▶ **What to produce**
Return the records verbatim, from their first line through the line containing "[104,171,175,208]", including both of those lines.

_ _ _ _ _

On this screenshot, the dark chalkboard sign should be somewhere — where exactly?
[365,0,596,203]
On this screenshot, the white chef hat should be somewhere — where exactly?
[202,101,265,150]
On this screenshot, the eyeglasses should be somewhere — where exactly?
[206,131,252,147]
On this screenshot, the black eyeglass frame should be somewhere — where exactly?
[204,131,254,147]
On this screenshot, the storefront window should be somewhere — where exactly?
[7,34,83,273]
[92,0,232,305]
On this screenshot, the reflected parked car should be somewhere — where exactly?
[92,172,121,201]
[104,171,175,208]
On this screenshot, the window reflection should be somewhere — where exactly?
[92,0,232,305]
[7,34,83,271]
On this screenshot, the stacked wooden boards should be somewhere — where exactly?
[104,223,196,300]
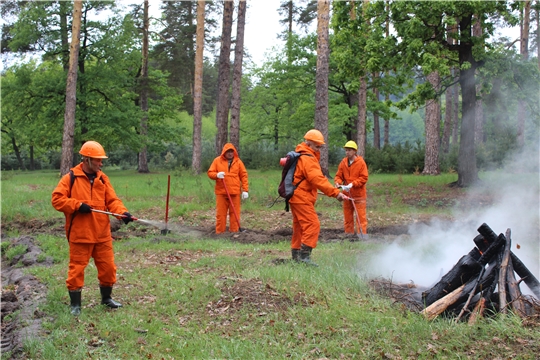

_ _ _ _ _

▶ **Exercise solution**
On this screenshot, the dark chalkboard sign should be somewhere — where exactly?
[365,0,596,203]
On this screenshot, the white chef hat should be somewhere — where exactly?
[202,101,265,150]
On this screenshot, the eyeglasses should be somewhere — where exactly?
[206,131,252,147]
On this screenshot, the black eyeglass frame should be somewhere — where exactly?
[204,131,254,147]
On this screenshot, the storefront window should be somewhere — where exactly?
[7,34,83,273]
[92,0,232,305]
On this screenshot, the reflected parked car should be somewhere — where exactly?
[92,172,121,201]
[104,171,175,208]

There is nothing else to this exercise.